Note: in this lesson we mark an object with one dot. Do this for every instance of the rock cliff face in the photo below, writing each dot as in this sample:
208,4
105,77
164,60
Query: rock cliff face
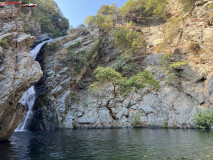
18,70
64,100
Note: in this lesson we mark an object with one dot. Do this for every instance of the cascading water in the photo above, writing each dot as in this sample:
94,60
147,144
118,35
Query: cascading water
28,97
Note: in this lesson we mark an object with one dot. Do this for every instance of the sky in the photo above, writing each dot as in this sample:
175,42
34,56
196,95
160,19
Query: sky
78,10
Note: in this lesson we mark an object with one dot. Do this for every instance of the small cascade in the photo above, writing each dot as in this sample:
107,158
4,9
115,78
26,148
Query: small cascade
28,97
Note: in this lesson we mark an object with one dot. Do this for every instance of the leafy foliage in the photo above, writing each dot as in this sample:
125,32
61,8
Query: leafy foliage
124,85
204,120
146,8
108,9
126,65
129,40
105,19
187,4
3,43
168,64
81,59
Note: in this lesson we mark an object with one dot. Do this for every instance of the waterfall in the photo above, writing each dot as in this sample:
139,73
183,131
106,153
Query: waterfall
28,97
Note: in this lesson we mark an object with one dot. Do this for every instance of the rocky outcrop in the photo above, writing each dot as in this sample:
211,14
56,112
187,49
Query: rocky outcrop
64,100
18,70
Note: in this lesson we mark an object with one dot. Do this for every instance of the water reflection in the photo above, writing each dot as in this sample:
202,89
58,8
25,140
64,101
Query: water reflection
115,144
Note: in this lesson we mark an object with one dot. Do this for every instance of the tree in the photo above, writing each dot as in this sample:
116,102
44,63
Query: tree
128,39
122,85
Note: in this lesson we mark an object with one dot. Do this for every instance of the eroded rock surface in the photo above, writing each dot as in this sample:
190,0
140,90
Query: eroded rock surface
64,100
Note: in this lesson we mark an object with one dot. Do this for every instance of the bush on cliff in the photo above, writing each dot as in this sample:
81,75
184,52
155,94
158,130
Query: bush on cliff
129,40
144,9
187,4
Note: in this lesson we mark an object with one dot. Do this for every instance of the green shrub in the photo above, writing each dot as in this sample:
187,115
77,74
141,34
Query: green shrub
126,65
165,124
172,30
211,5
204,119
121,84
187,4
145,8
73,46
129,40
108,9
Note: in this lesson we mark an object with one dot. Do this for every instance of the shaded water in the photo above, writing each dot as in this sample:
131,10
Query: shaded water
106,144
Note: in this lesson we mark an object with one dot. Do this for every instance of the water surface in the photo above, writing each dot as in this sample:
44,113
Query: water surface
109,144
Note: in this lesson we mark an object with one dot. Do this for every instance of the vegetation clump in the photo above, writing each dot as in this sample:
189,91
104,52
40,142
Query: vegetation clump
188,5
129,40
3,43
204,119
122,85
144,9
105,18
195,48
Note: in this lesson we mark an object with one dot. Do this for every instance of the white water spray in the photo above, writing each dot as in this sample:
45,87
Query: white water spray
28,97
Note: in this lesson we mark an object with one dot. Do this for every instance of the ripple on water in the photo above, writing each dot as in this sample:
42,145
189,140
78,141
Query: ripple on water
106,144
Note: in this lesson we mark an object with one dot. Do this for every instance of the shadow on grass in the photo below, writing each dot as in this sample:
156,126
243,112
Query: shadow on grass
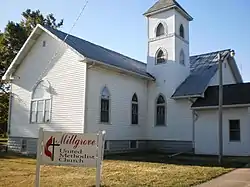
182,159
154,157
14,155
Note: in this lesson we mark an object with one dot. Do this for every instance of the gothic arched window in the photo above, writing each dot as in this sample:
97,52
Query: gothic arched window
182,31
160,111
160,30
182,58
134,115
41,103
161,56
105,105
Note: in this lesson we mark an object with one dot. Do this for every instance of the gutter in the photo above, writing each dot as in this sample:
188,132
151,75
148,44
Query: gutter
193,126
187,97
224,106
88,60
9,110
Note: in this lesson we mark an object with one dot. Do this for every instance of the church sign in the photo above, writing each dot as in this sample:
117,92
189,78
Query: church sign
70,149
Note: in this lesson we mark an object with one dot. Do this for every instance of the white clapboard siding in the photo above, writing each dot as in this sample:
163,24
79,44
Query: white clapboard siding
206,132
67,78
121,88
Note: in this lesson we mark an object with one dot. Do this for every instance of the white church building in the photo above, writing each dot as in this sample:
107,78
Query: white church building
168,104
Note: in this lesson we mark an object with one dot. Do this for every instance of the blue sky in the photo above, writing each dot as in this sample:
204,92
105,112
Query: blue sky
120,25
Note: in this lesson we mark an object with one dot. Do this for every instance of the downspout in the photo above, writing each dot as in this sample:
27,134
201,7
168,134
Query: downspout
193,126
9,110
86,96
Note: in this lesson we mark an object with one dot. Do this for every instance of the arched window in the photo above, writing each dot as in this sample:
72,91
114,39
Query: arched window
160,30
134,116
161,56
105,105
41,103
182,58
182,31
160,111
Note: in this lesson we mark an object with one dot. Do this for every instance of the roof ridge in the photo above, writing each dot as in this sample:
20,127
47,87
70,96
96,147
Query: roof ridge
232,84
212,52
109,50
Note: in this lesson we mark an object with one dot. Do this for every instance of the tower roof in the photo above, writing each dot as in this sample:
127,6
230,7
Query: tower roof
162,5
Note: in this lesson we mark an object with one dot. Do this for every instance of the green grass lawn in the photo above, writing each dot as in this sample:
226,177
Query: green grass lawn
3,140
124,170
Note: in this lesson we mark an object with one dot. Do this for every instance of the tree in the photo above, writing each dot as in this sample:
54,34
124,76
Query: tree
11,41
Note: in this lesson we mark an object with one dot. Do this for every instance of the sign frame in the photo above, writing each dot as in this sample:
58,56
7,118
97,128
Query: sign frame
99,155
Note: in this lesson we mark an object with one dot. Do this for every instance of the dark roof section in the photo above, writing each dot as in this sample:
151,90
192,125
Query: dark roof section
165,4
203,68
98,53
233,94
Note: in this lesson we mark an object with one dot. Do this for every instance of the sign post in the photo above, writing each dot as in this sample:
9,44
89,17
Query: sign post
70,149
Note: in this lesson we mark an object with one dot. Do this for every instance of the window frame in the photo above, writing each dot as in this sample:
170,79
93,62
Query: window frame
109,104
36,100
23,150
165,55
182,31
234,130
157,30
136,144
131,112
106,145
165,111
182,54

▬▬▬▬▬▬

Copy all of the items above line for line, leaving out the pictures.

Response:
Note: in this lesson we mark an object with one dot. Do this for every instance of the rock cliff face in the photo below, writing each dot as in this sample:
208,4
105,77
164,60
Query: rock cliff face
18,70
64,100
Note: in this lesson we mark an object with one dot. Do this for every instance of the cascading water in the photo above, writing each dot as in this sample:
94,60
147,144
118,35
Query: cascading water
28,97
Note: in this lesson we mark an object with one dot. Do this for every instance of the sky in the photo above, writing each dot as in this sample:
175,42
34,56
196,95
160,19
Query: sky
78,10
Note: in this lesson we mark an object with one dot. Do this for every instance of the small cascade in the photo above, writing each dot as in this sample:
107,158
4,9
115,78
26,148
Query: small cascade
28,97
Note: in this lesson we mark an object with one dot. Do this for every instance of the leafy foliage in the photo above, writing each dot as in this sample:
125,32
61,8
Query: leafy foliage
124,85
204,120
146,8
108,9
126,65
129,40
105,19
187,4
3,43
168,64
81,59
Note: in this lesson we mark an object with one dot. Do this for every instance of the waterfall in the photo above, writing each dot as in this sample:
139,73
183,131
106,153
Query: waterfall
28,97
Note: in this lesson we mark an object with one dot. Do this for every instance of the rocky outcrop in the photo above, writing each dot as in this sample:
211,14
56,112
187,49
Query: rocky outcrop
64,100
18,70
Note: in this lesson we mark an object with one dot. Do this for every instance of the water reflection in the photo above, writing each dot as in this sample:
202,89
58,8
25,140
64,101
Query: water reflection
115,144
Note: in this lesson we mark an object with one dot. Do this for every instance of the tree in the photo above, writing each dot as in this sample:
116,102
44,63
Query: tree
128,39
122,85
Note: in this lesson we mark an object with one dot. Do this for every instance of the eroded rock surface in the photo above, writing each dot as in this sample:
190,0
140,90
Query: eroded rock surface
64,100
Note: in this lesson we mark an object with one dot. Do this for every instance of the bush on cliff in the photo above, writing each dot as in this sample:
81,75
184,52
155,94
158,130
Query: bush on cliff
129,40
144,9
187,4
Note: in this lesson we mark an object with one dot. Do this for every instance of the green shrub in the photo above, writing each dot as in this sample:
187,115
77,74
141,34
Query: green shrub
126,65
165,124
172,30
211,5
204,119
121,84
187,4
145,8
73,46
129,40
108,9
Note: in this lesson we mark an object with one dot. Do this for every instance of the shaded water in the photo above, writing each dot as in this sample:
131,10
Query: shaded water
106,144
Note: in this lesson we mark an object with one dot. Do this for every instance of the water surface in the photo above, writing each dot as in this sample:
44,113
Query: water surface
109,144
Note: in this lesson we mark an object with one dot. Do this for every instance of the vegetation clump in the photo above, writing each dot as in this sample:
189,91
104,52
40,142
Query: vegetation clump
188,5
129,40
3,43
204,119
122,85
144,9
105,18
195,48
Note: in this lesson we mark an object with one dot. Do this for every instance of the white water spray in the photo above, writing each dot as in this sample:
45,87
Query: white water spray
28,97
Note: in this lesson we mark an object with one dot. Do this for every instance of the ripple on water in the photo above, writing each dot as in this sample:
42,145
189,140
78,141
Query: ripple on water
106,144
Note: in this lesson we mark an object with one dot. Do this for every instance of the shadow on grass in the photo below, writing each dot as in this sample:
156,126
243,112
Query: shadow on grass
182,159
154,157
14,155
Note: in this lesson we mark an object with one dot. Do this for every instance of the gothic arched window in the photo above, writing each dot as in this sample:
97,52
Query: gothic arched window
182,31
160,111
160,30
182,58
134,115
41,103
161,56
105,105
Note: in this lesson we mark an object with one dot. Do this for every instance of the gutter in the photo above, writing each dot as in this sample:
188,132
151,75
148,44
Query: gutter
193,126
187,97
224,106
88,60
9,110
Note: in this lesson we mark an object with one dot. Do this for every instance of the church sign in the photo above, writing each dot as in this sample:
117,92
189,78
Query: church sign
70,149
Note: in this lesson we mark an object with one dot. Do this for every instance of the white clapboard siding in the photo above, writing each dot as in this sample:
163,24
79,44
Query: white clapboard siding
206,132
67,78
121,88
Note: in this lesson we mark an object with one dot. Do this for every instance of the white church building in the photo above, writing each dot as in this sample:
107,78
Query: white church building
168,104
Note: in this lesson we mark an object with one dot. Do this for every instance of the blue sky in the photo above, writing each dot as in this sample:
204,92
105,112
Query: blue sky
120,25
Note: in this lesson we mark an object with one dot. Do this for every instance of the downspout in the photo above, writing each dot as in this sample:
27,134
201,7
168,134
Query: downspout
193,126
9,110
86,96
Note: in this lesson we mark an object with one dot. Do this for every instance of the arched window in the photo above, writing each dot as in this sample:
72,91
114,39
Query: arched window
160,30
134,116
161,56
105,105
41,103
182,58
182,31
160,111
Note: in this lesson we mark an object with one dot. Do this for every instance of the roof ridge in the photo above, writing each dot as in this sample:
20,127
47,87
70,96
96,147
Query: roof ridge
232,84
212,52
109,50
Note: in this lesson we mark an object with one dot. Do this for every instance of the tower roof in the photo above, writing each dot as in this sample:
127,6
230,7
Query: tower roof
162,5
Note: in this lesson we mark an object with one dot. Do this for every instance of the green grass lawn in the photo above, writing each dot as in this sample:
226,177
Query: green grass lawn
3,140
124,170
Note: in this lesson we mark an object with one dot. Do this for every instance of the tree in the photo above, writing each dot as in this sample:
54,34
124,76
Query: tree
11,41
Note: in this lesson we mark an object with one dot. Do this for every instance of the sign frame in the photo above, writing each dot as in this sample:
58,56
7,118
97,128
Query: sign frame
99,155
Note: in this lesson we mark an object with one dot. Do this for every instance of the dark roof section in the photo above, writing each dot as in this sample:
151,90
192,125
Query: dark roof section
165,4
203,68
98,53
233,94
Note: in this lesson we mark an object with one dot. Do this for every instance of the sign post in the photo above, writing each dot as in this sample:
9,44
89,17
Query: sign post
70,149
Note: in this lesson we mark an object with one dot. Do this for every instance of the window frame in the photo above, writing each dot as in this sample:
170,79
93,62
Query: window frame
109,104
36,100
23,150
165,55
182,31
234,130
157,30
136,144
131,112
106,145
165,111
182,54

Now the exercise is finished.